[Data supplied]

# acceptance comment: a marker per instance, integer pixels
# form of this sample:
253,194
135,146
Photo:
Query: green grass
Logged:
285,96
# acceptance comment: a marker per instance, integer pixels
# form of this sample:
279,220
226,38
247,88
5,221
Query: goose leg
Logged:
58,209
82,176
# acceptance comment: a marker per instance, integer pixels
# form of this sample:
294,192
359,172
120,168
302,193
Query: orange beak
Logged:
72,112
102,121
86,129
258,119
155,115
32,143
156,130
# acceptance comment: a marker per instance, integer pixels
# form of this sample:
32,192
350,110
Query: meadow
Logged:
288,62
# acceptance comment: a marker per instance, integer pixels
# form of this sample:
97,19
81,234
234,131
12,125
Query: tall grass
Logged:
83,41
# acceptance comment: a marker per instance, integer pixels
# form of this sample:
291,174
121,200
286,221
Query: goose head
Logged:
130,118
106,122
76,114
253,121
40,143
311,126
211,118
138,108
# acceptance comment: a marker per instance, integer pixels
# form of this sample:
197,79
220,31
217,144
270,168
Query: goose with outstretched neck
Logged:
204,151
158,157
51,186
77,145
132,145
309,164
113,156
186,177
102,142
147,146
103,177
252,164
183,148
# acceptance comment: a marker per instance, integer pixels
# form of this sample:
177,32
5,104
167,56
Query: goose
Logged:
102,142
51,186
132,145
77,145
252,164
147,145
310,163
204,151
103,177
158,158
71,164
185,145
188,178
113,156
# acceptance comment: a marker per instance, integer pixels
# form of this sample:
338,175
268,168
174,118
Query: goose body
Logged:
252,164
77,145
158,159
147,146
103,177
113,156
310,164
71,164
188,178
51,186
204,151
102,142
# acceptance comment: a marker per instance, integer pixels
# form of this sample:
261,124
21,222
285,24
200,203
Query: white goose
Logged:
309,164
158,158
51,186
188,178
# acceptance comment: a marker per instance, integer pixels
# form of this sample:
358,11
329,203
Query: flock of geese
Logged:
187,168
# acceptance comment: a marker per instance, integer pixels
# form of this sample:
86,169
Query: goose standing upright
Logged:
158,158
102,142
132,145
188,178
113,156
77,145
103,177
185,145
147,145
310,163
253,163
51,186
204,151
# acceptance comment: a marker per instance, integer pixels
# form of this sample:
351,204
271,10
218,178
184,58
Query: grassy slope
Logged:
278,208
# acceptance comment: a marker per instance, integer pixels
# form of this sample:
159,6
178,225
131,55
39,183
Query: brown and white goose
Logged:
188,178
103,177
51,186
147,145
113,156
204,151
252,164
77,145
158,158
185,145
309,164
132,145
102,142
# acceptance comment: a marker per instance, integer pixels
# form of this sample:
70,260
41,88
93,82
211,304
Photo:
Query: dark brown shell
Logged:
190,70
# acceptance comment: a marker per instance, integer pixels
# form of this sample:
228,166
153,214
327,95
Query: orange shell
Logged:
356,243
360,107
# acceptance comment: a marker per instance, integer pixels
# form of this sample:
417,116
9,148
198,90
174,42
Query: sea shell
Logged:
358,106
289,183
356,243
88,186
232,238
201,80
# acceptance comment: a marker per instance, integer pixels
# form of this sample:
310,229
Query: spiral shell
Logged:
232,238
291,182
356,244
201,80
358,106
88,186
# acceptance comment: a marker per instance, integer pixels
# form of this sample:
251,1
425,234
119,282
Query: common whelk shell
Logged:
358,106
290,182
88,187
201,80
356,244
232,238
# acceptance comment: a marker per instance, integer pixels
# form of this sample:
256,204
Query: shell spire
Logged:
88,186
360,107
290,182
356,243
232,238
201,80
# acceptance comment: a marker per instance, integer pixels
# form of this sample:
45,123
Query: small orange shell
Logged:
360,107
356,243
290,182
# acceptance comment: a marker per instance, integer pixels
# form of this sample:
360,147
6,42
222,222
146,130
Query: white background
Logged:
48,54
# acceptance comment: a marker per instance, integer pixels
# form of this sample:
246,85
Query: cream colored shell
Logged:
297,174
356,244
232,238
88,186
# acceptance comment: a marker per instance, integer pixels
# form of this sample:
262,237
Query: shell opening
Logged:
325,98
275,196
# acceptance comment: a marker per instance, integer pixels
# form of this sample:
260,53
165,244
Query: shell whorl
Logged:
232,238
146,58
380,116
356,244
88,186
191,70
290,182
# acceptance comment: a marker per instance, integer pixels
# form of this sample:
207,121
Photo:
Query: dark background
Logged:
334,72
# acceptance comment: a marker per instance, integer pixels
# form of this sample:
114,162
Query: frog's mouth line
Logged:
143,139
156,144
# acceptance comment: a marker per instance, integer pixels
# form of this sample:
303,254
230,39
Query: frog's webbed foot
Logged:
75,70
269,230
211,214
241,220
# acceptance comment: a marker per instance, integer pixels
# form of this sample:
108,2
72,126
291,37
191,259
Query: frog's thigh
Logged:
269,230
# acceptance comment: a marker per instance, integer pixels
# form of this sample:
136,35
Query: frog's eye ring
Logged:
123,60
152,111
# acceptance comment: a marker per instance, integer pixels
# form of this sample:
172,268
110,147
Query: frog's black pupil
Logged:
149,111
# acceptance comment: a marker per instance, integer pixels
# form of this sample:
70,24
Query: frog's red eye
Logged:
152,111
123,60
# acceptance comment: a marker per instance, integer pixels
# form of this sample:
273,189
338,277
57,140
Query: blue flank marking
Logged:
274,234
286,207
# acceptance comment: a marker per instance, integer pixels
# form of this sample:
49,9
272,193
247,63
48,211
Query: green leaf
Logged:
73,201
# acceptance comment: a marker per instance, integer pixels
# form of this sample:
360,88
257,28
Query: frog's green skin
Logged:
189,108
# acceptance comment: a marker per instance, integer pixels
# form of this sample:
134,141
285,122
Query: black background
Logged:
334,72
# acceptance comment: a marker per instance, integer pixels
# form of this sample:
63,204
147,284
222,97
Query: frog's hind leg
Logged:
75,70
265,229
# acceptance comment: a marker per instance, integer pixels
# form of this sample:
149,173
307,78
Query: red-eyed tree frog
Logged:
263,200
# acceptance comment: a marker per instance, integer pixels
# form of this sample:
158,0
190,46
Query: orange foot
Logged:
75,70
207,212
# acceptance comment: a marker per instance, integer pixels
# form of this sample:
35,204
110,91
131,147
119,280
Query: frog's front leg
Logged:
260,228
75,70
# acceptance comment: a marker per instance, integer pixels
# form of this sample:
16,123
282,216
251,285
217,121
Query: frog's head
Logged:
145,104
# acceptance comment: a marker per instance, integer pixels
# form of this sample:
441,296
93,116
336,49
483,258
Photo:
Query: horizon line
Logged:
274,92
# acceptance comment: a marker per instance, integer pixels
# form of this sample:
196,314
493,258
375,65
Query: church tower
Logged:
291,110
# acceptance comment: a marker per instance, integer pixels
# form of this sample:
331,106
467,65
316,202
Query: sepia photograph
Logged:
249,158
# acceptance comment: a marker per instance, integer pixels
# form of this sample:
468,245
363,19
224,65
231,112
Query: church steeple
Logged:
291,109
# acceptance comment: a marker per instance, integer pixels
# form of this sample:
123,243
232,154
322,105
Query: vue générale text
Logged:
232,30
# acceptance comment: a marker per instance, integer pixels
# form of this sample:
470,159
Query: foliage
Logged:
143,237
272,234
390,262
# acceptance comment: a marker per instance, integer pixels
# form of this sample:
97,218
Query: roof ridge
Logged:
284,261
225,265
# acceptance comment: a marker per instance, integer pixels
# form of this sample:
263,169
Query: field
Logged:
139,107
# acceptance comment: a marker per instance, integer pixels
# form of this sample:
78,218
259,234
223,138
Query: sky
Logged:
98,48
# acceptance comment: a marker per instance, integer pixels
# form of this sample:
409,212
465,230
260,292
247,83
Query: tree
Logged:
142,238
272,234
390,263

[/Data supplied]

• **Exercise**
Each record above is to be reproduced exactly, in full.

• **Exercise answer**
# acceptance comment: a marker per instance, integer pixels
# form of this sample:
253,194
135,146
Photo:
Query: green grass
Logged:
285,96
# acceptance comment: a marker per instance, integer pixels
# form of this sample:
279,220
226,38
247,88
5,221
Query: goose leg
Logged:
58,209
82,176
# acceptance comment: a marker per instance, integer pixels
# form of this sample:
294,192
359,172
120,168
302,193
Query: orange beak
Logged:
72,112
102,121
86,129
258,119
155,115
32,143
156,130
# acceptance comment: a marker per instance, integer pixels
# form of this sample:
32,192
350,110
Query: meadow
Logged:
288,62
# acceptance comment: a marker per instance, integer pixels
# form of this sample:
97,19
81,234
234,131
12,125
Query: tall grass
Logged:
83,41
# acceptance comment: a marker per instance, integer pixels
# form of this sample:
291,174
121,200
286,221
Query: goose head
Logged:
130,118
106,122
76,114
253,121
40,143
311,126
211,118
138,108
# acceptance comment: a marker per instance, integer pixels
# form of this sample:
197,79
220,31
217,144
270,168
Query: goose with outstretched neck
Logged:
204,151
158,157
51,186
77,145
132,145
309,164
113,156
186,177
102,142
147,146
103,177
252,164
183,148
# acceptance comment: a marker per instance, integer pixels
# form of this sample:
177,32
5,104
167,56
Query: goose
Logged:
102,142
51,186
132,145
77,145
252,164
147,145
310,163
204,151
103,177
158,158
71,164
185,145
188,178
113,156
# acceptance comment: a marker per instance, integer pixels
# form of this sample:
338,175
268,168
174,118
Query: goose body
Logged:
252,164
77,145
158,159
147,146
103,177
113,156
310,164
71,164
188,178
51,186
204,151
102,142
# acceptance comment: a marker per instance, integer pixels
# form of this sample:
261,124
21,222
285,24
200,203
Query: white goose
Logged:
309,164
158,158
51,186
188,178
# acceptance comment: a marker per instance, integer pixels
# form of this sample:
358,11
329,203
Query: flock of geese
Logged:
187,168
# acceptance comment: a marker per instance, integer pixels
# form of this sample:
86,169
Query: goose standing upright
Logged:
158,158
102,142
132,145
188,178
113,156
77,145
103,177
185,145
147,145
310,163
253,163
51,186
204,151
# acceptance comment: a marker per instance, integer pixels
# form of this sample:
351,204
271,10
218,178
184,58
Query: grassy slope
Logged:
278,208
# acceptance comment: a marker per instance, integer pixels
# form of this sample:
159,6
178,225
131,55
39,183
Query: brown and white goose
Logged:
188,178
103,177
51,186
147,145
113,156
204,151
252,164
77,145
158,158
185,145
309,164
132,145
102,142
# acceptance comment: a marker per instance, integer pixels
# form of this sample:
70,260
41,88
93,82
211,304
Photo:
Query: dark brown shell
Logged:
190,70
# acceptance comment: a marker per instance, integer pixels
# form of this sample:
228,166
153,214
327,95
Query: orange shell
Logged:
356,243
360,107
# acceptance comment: a marker per instance, integer pixels
# form of this sample:
417,116
9,148
198,90
174,42
Query: sea shell
Logged:
358,106
289,183
356,243
88,186
232,238
201,80
# acceptance comment: a marker per instance, integer pixels
# form of this sample:
310,229
Query: spiral shell
Logged:
232,238
291,182
356,244
201,80
358,106
88,186
# acceptance comment: a marker per instance, integer pixels
# form of this sample:
251,1
425,234
119,282
Query: common whelk shell
Logged:
358,106
290,182
88,187
201,80
356,244
232,238
# acceptance comment: a marker per instance, integer pixels
# form of this sample:
256,204
Query: shell spire
Logged:
88,186
360,107
290,182
356,243
232,238
201,80
# acceptance comment: a marker per instance, integer pixels
# form of this sample:
45,123
Query: small orange shell
Logged:
360,107
356,243
290,182
# acceptance comment: a marker per instance, integer pixels
# form of this sample:
360,147
6,42
222,222
146,130
Query: white background
Logged:
48,54
# acceptance comment: a marker per instance, integer pixels
# form of this sample:
246,85
Query: cream colored shell
Logged:
297,174
356,244
232,238
88,186
# acceptance comment: a marker per instance, integer pixels
# form of this sample:
262,237
Query: shell opening
Logged:
325,98
275,196
# acceptance comment: a marker per instance, integer pixels
# form of this sample:
260,53
165,244
Query: shell whorl
Logged:
232,238
146,58
380,116
356,244
88,186
191,70
290,182
# acceptance comment: a marker per instance, integer pixels
# form of this sample:
207,121
Photo:
Query: dark background
Logged:
334,72
# acceptance comment: a marker per instance, integer pixels
# form of this sample:
114,162
Query: frog's mouth line
Logged:
143,139
156,144
# acceptance comment: a marker per instance, integer pixels
# form of this sample:
303,254
230,39
Query: frog's webbed foot
Logged:
75,70
269,230
211,214
241,220
# acceptance comment: a marker per instance, integer pixels
# form of this sample:
108,2
72,126
291,37
191,259
Query: frog's thigh
Logged:
269,230
# acceptance comment: a marker per instance, integer pixels
# form of this sample:
136,35
Query: frog's eye ring
Logged:
123,60
152,111
# acceptance comment: a marker per instance, integer pixels
# form of this sample:
172,268
110,147
Query: frog's black pupil
Logged:
149,111
# acceptance comment: a marker per instance, integer pixels
# form of this sample:
70,24
Query: frog's red eye
Logged:
152,111
123,60
# acceptance comment: a marker per instance, integer pixels
# form of this sample:
273,189
338,277
57,140
Query: blue flank marking
Logged:
274,234
286,207
# acceptance comment: a marker per instance, integer pixels
# form of this sample:
49,9
272,193
247,63
48,211
Query: green leaf
Logged:
73,201
# acceptance comment: a marker per instance, integer pixels
# form of this sample:
360,88
257,28
Query: frog's green skin
Logged:
189,108
# acceptance comment: a marker per instance, integer pixels
# form of this sample:
134,141
285,122
Query: black background
Logged:
334,72
# acceptance comment: a marker per instance, integer pixels
# form of this sample:
63,204
147,284
222,97
Query: frog's hind leg
Logged:
75,70
265,229
# acceptance comment: a marker per instance, integer pixels
# form of this sample:
149,173
307,78
Query: red-eyed tree frog
Logged:
263,200
# acceptance comment: a marker per instance, integer pixels
# form of this sample:
158,0
190,46
Query: orange foot
Logged:
75,70
207,212
# acceptance comment: a marker per instance, integer pixels
# form of this sample:
35,204
110,91
131,147
119,280
Query: frog's front leg
Logged:
260,228
75,70
# acceptance comment: a marker per instance, integer pixels
# form of this sample:
16,123
282,216
251,285
217,121
Query: frog's head
Logged:
145,104
# acceptance comment: a marker per instance, integer pixels
# form of this sample:
441,296
93,116
336,49
483,258
Photo:
Query: horizon line
Logged:
274,92
# acceptance comment: a marker per instance, integer pixels
# form of this sample:
196,314
493,258
375,65
Query: church tower
Logged:
291,110
# acceptance comment: a marker per instance, integer pixels
# form of this sample:
331,106
467,65
316,202
Query: sepia photograph
Logged:
249,158
# acceptance comment: a marker per instance, integer pixels
# form of this sample:
468,245
363,19
224,65
231,112
Query: church steeple
Logged:
291,109
# acceptance comment: a marker per instance, integer pixels
# form of this sample:
123,243
232,154
322,105
Query: vue générale text
Logged:
232,30
# acceptance comment: a marker per instance, integer pixels
# form of this sample:
470,159
Query: foliage
Logged:
143,237
272,234
390,262
# acceptance comment: a marker per instance, integer pixels
# form of this sample:
97,218
Query: roof ridge
Logged:
284,261
225,265
# acceptance comment: a marker per instance, integer pixels
# form of this sample:
263,169
Query: field
Logged:
139,107
# acceptance comment: a marker per instance, integer pixels
# form of this sample:
78,218
259,234
223,138
Query: sky
Logged:
98,48
# acceptance comment: a marker per instance, integer pixels
# form of this sample:
409,212
465,230
260,292
247,83
Query: tree
Logged:
142,238
272,234
390,263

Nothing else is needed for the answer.